◆ EXERCISE DETAILS ◆
Without omitting anything, copy the data exactly.

◆ INPUT ◆

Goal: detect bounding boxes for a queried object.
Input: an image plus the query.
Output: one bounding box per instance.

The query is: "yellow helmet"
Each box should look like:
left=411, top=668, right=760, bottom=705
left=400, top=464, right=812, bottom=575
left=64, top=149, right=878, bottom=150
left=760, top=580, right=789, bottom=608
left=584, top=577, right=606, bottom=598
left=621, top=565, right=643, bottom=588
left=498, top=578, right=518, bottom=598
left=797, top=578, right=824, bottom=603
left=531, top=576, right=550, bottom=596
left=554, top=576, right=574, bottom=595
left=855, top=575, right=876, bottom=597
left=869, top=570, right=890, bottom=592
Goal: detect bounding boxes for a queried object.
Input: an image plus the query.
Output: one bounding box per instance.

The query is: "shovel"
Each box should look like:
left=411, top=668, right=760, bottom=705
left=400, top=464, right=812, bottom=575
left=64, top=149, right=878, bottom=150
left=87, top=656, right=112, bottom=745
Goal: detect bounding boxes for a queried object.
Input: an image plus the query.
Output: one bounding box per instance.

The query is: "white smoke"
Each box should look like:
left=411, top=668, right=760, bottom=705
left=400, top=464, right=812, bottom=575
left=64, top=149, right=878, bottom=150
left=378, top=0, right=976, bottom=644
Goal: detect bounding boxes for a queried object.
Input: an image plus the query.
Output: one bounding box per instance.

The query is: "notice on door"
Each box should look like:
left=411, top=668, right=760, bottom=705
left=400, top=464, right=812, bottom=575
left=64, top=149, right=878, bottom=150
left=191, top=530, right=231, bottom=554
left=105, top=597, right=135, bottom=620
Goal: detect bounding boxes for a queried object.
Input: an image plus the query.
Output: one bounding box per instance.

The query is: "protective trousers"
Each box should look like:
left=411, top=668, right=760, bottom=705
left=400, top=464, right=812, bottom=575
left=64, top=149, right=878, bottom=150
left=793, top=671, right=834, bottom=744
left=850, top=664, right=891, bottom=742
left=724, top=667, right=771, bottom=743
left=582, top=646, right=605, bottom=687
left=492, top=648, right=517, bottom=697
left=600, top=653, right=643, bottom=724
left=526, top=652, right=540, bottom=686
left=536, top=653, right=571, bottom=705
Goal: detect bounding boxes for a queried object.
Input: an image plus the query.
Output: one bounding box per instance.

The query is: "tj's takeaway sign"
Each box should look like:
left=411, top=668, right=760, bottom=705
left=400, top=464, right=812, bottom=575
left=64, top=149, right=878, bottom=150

◆ SOLUTION FOR THIS PROBLEM ◆
Goal: detect bounding boxes for a queried object.
Input: an image plus the query.
Output: one bounding box per instance.

The query is: "yellow helmet"
Each box should look like:
left=411, top=668, right=760, bottom=705
left=400, top=464, right=812, bottom=575
left=64, top=149, right=878, bottom=150
left=760, top=580, right=789, bottom=608
left=584, top=577, right=606, bottom=598
left=621, top=565, right=643, bottom=588
left=498, top=578, right=518, bottom=598
left=797, top=578, right=824, bottom=603
left=531, top=576, right=550, bottom=596
left=554, top=576, right=574, bottom=595
left=855, top=575, right=876, bottom=597
left=869, top=570, right=890, bottom=592
Goal: detect bounding boxes for a queried object.
Input: an image plus the query.
Output: one bounding box per instance.

The query is: "shovel"
Each box should look like:
left=411, top=668, right=760, bottom=705
left=400, top=464, right=812, bottom=575
left=64, top=149, right=878, bottom=150
left=87, top=656, right=112, bottom=745
Goal: detect bounding boxes for a queried object.
Input: an image plus the query.
Output: one bounding box per instance.

The query is: "white smoke"
Each box should look like:
left=411, top=668, right=760, bottom=705
left=400, top=464, right=812, bottom=575
left=64, top=149, right=878, bottom=150
left=378, top=0, right=976, bottom=644
Goal: detect bounding boxes for a queried object.
Input: an image plus the query.
Output: one bounding box per instance.

The query is: "notice on door"
Each box should look like:
left=411, top=668, right=760, bottom=705
left=400, top=464, right=812, bottom=575
left=64, top=149, right=878, bottom=150
left=191, top=530, right=231, bottom=554
left=105, top=597, right=135, bottom=620
Goal: detect bounding boxes for a queried object.
Input: an image plus the query.
Output: one bounding box per instance.

The query is: "protective trousers"
Each box should look like:
left=411, top=668, right=760, bottom=705
left=400, top=464, right=812, bottom=575
left=64, top=149, right=878, bottom=150
left=793, top=671, right=834, bottom=744
left=850, top=664, right=891, bottom=742
left=724, top=667, right=771, bottom=743
left=582, top=646, right=605, bottom=687
left=492, top=648, right=517, bottom=697
left=600, top=653, right=643, bottom=724
left=526, top=652, right=540, bottom=686
left=536, top=653, right=571, bottom=705
Goal: detect bounding boxes for a queried object.
Input: an image plus the query.
Output: one bounding box per instance.

The query is: "tj's takeaway sign"
Each box should look like:
left=411, top=668, right=760, bottom=705
left=400, top=464, right=812, bottom=575
left=64, top=149, right=878, bottom=150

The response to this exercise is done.